══ GIVEN RECORDS

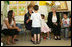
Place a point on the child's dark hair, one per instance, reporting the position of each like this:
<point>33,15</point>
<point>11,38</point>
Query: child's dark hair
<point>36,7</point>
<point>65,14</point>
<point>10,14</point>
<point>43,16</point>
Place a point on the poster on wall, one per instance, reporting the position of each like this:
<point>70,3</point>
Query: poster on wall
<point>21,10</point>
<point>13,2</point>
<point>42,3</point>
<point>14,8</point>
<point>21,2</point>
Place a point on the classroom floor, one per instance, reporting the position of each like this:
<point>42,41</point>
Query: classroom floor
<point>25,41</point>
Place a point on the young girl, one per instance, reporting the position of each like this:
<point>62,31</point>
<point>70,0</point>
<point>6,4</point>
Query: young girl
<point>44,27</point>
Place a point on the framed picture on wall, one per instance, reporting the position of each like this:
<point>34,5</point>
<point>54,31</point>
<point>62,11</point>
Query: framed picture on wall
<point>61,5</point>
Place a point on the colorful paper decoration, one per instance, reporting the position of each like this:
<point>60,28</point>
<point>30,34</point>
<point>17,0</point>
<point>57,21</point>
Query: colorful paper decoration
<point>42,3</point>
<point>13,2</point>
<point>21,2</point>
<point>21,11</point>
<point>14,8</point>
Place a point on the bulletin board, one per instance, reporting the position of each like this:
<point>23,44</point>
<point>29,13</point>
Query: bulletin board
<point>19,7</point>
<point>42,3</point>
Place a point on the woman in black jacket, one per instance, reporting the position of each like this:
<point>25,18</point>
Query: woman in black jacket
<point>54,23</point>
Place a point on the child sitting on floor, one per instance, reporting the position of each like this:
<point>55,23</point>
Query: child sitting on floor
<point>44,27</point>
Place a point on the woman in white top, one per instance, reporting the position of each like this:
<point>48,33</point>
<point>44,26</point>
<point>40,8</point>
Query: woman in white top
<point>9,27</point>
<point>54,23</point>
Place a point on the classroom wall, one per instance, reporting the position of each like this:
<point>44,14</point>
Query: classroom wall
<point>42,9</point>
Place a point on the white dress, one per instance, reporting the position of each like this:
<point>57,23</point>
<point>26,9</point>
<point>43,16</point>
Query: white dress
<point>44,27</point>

════
══ GIVEN RECORDS

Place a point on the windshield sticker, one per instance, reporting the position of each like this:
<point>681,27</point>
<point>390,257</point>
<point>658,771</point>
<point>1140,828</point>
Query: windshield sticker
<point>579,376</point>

════

ASSIGNMENT
Retype only the lines above between the line with "<point>42,41</point>" and the line with "<point>57,21</point>", counting those two lines as well, and keep every character as it is.

ANSWER TO THIS EXERCISE
<point>42,41</point>
Query: classroom floor
<point>25,41</point>
Place a point on the young girl, one per instance, reporting the position of each like this:
<point>62,31</point>
<point>70,0</point>
<point>6,4</point>
Query: young girl
<point>44,27</point>
Place a point on the framed picture on wall, one per instance, reporting the position of each like this:
<point>34,5</point>
<point>54,31</point>
<point>62,11</point>
Query: framed picture on wall
<point>61,5</point>
Place a point on the colorful paper decoration, one per instance, reporting the position of each like this:
<point>60,28</point>
<point>30,34</point>
<point>17,0</point>
<point>57,21</point>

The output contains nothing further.